--- Start Extracted records ---
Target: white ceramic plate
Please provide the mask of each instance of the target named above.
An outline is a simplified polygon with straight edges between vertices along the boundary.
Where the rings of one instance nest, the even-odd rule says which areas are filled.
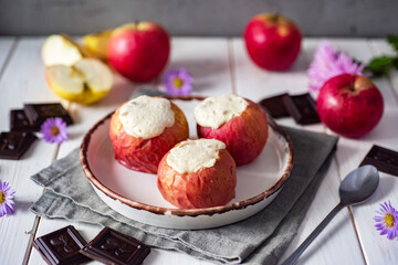
[[[174,99],[186,114],[190,138],[197,138],[193,107],[197,99]],[[181,210],[167,202],[157,189],[156,174],[121,166],[114,159],[108,137],[112,114],[84,137],[82,167],[98,197],[121,214],[150,225],[197,230],[221,226],[247,219],[266,206],[279,193],[293,167],[289,136],[269,118],[269,138],[262,153],[237,170],[235,198],[227,205]]]

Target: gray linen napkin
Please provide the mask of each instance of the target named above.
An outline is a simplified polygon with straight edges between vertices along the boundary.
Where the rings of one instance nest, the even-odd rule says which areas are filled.
[[[336,137],[284,129],[291,136],[295,151],[289,181],[269,206],[234,224],[181,231],[129,220],[96,195],[83,173],[77,149],[31,177],[46,191],[30,210],[49,219],[111,226],[148,245],[214,263],[275,264],[296,234],[327,172],[337,142]]]

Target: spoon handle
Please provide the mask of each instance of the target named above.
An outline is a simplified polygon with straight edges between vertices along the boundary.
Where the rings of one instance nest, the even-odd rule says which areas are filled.
[[[339,202],[331,212],[327,214],[327,216],[316,226],[316,229],[306,237],[306,240],[298,246],[295,252],[290,255],[290,257],[286,258],[282,263],[282,265],[293,265],[296,263],[297,258],[303,254],[303,252],[308,247],[308,245],[316,239],[316,236],[326,227],[326,225],[331,222],[331,220],[343,209],[345,208],[342,202]]]

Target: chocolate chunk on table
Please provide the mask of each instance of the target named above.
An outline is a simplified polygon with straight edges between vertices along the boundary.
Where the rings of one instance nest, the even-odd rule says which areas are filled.
[[[48,118],[60,117],[66,125],[73,124],[72,117],[59,103],[24,104],[23,110],[32,126],[41,126]]]
[[[20,159],[35,139],[36,137],[31,132],[1,132],[0,159]]]
[[[281,118],[289,116],[289,112],[283,103],[283,98],[287,97],[287,93],[263,98],[259,104],[261,107],[265,108],[273,118]]]
[[[370,151],[366,155],[360,166],[373,165],[378,170],[398,177],[398,152],[373,146]]]
[[[308,125],[321,123],[314,99],[308,93],[282,98],[289,114],[297,124]]]
[[[10,112],[11,131],[39,131],[40,126],[32,126],[23,109],[12,109]]]
[[[33,246],[48,264],[81,264],[90,258],[78,251],[86,244],[72,225],[38,237]]]
[[[149,246],[109,227],[103,229],[81,251],[95,261],[116,265],[142,264],[149,252]]]

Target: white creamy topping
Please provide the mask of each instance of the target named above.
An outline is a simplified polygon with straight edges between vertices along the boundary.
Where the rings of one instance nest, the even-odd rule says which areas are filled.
--- End Extracted records ---
_Challenge_. Rewrite all of the lines above, substituting "straight sides" for every occurrence of "straight edges" and leaving everything else as it is. Omit the pictures from your answer.

_Result of this task_.
Target: white ceramic plate
Please provide the mask of each instance of the target named above.
An outline is a simplified polygon with straight sides between vertices along the boundary.
Where the rings of one instance nest, the even-odd rule says which areas are filled.
[[[174,99],[186,114],[190,138],[197,138],[193,107],[197,99]],[[181,210],[167,202],[157,189],[156,174],[121,166],[114,159],[108,137],[112,114],[84,137],[82,167],[98,197],[121,214],[150,225],[197,230],[221,226],[247,219],[266,206],[279,193],[293,167],[289,136],[269,118],[269,138],[262,153],[237,170],[235,198],[227,205]]]

Target: gray linen napkin
Please provide the mask of each instance of the target named above.
An outline is a simplified polygon with straight sides between vertices along the boundary.
Where the rings of one instance nest, the even-odd rule says which areas are filled.
[[[336,137],[284,129],[291,136],[295,151],[289,181],[269,206],[234,224],[181,231],[129,220],[96,195],[83,173],[77,149],[31,177],[46,191],[30,210],[49,219],[111,226],[148,245],[214,263],[275,264],[296,234],[327,172],[337,142]]]

Target: spoon handle
Please provide the mask of each instance of the target named above.
An outline is a simplified polygon with straight sides between vertices along the boundary.
Where the rings of one instance nest, the even-odd rule says which areas are filled.
[[[339,202],[331,212],[327,214],[327,216],[316,226],[316,229],[306,237],[306,240],[298,246],[295,252],[290,255],[290,257],[286,258],[282,263],[282,265],[293,265],[296,263],[297,258],[303,254],[303,252],[308,247],[308,245],[316,239],[316,236],[326,227],[326,225],[331,222],[331,220],[343,209],[345,208],[342,202]]]

Target: chocolate chunk on table
Please provide the mask of each instance of the target named above.
An outline is a simplified polygon with straight sides between vertices along the boundary.
Where the rings of one instance nest, the even-odd rule says which areas are filled.
[[[48,118],[60,117],[66,125],[73,124],[72,117],[59,103],[24,104],[23,110],[32,126],[41,126]]]
[[[20,159],[35,139],[36,137],[31,132],[1,132],[0,159]]]
[[[281,118],[289,116],[289,112],[283,103],[283,98],[287,97],[287,93],[263,98],[259,104],[261,107],[265,108],[273,118]]]
[[[370,151],[366,155],[360,166],[373,165],[378,170],[398,177],[398,152],[373,146]]]
[[[308,125],[321,123],[314,99],[308,93],[282,98],[289,114],[297,124]]]
[[[10,112],[11,131],[39,131],[40,126],[32,126],[23,109],[12,109]]]
[[[33,246],[48,264],[81,264],[90,258],[78,251],[86,244],[72,225],[38,237]]]
[[[149,246],[109,227],[103,229],[81,251],[95,261],[116,265],[142,264],[149,252]]]

Target: white creamy topping
Please provide the mask of each instance of the target named above.
An outline is a simplified polygon with straight sides between vertices along the boundary.
Where the rings of one instance nest, the even-odd rule says which areas are filled.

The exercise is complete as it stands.